◆ PROBLEM DESCRIPTION ◆
Look through the lines below and copy each one that includes "pixel".

◆ MATERIAL PROVIDED ◆
+++
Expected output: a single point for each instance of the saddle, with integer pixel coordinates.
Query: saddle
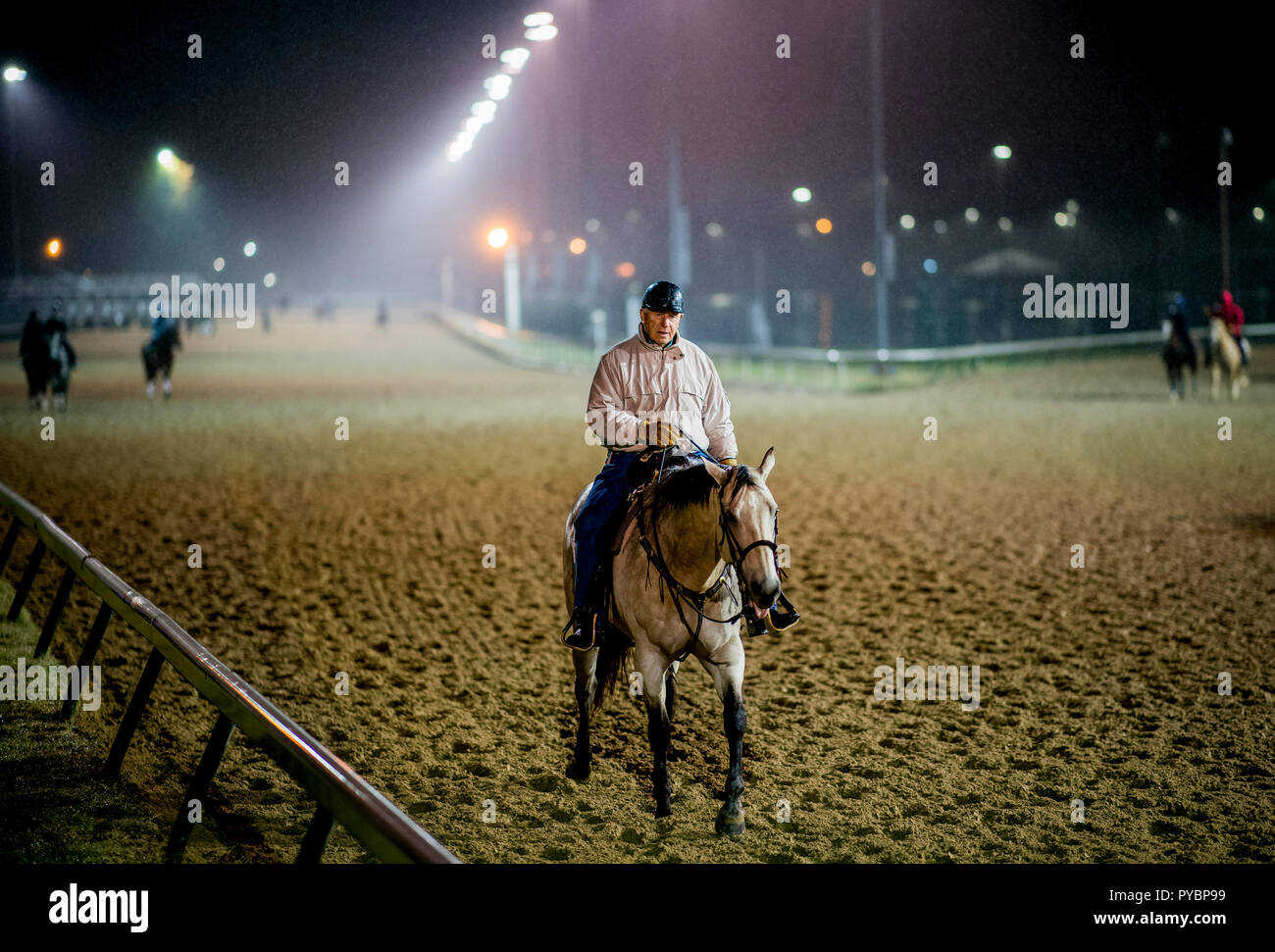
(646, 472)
+++
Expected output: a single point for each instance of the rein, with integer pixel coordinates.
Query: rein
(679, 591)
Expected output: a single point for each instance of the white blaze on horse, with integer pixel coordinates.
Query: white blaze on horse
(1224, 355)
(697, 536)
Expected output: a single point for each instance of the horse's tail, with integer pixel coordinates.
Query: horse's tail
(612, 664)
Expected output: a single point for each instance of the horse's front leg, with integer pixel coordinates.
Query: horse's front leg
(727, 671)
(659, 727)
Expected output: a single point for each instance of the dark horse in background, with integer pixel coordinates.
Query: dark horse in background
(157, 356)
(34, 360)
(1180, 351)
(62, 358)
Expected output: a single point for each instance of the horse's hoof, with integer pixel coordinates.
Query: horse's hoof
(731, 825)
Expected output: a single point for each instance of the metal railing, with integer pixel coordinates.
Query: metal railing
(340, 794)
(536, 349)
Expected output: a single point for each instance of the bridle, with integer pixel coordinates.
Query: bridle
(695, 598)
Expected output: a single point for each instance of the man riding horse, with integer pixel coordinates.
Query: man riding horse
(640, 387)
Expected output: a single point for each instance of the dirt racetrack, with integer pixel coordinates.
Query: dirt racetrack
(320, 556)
+++
◆ WRITTEN ANSWER ◆
Expected output: a single point for each instance of the saddle, with integer pixel coordinates.
Expected output: a single point for each instance of the rein, with integer pixel coordinates.
Expected output: a single point for each instance of the white blaze on horse, with integer pixel coordinates.
Expected output: a single point for each instance of the horse's tail, with integer pixel coordinates.
Expected output: a single point for each instance of the horse's front leg, with integer pixel coordinates.
Expected output: a single point for each instance of the dark horse in background, with integer pixel coordinates.
Expected output: a single point for each instance of the horse's hoof, with integer pixel coordinates.
Expected output: a single point for each instance of the metal railing, with integer pixel coordinates.
Expected output: a single point for each instance of the bridle, with integer pixel coordinates.
Expected output: a single point for each instance of the man riding horse, with integer pixel coordinates.
Expected output: a single point for each instance of the dirt racetrack, with integer pixel coordinates.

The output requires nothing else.